Start DATA PROVIDED
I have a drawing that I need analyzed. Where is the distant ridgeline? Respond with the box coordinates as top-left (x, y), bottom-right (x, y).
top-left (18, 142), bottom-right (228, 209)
End DATA PROVIDED
Start DATA PROVIDED
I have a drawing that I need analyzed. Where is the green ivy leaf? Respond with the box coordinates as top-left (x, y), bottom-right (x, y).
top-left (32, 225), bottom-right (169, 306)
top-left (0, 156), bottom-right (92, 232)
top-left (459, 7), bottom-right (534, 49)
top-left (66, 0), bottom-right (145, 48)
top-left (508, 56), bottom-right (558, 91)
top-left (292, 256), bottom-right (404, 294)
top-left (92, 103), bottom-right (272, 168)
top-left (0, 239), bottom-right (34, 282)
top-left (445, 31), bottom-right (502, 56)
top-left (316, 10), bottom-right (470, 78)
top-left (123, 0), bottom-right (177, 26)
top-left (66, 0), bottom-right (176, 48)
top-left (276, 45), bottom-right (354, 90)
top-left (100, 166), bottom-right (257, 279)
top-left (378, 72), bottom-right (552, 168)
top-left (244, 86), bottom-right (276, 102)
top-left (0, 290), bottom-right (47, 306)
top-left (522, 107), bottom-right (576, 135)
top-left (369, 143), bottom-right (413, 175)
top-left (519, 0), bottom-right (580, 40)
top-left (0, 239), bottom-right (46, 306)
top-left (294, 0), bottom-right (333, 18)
End DATA PROVIDED
*WHAT YOU SHOULD DO*. Transcribe everything from the line that contains "is the distant" down to the line that contains "top-left (18, 142), bottom-right (228, 209)", both included, and nothing else.

*EXERCISE RESULT*.
I have a drawing that I need analyzed. Where is the distant ridgeline? Respond with the box coordinates as top-left (x, y), bottom-right (x, y).
top-left (18, 142), bottom-right (228, 209)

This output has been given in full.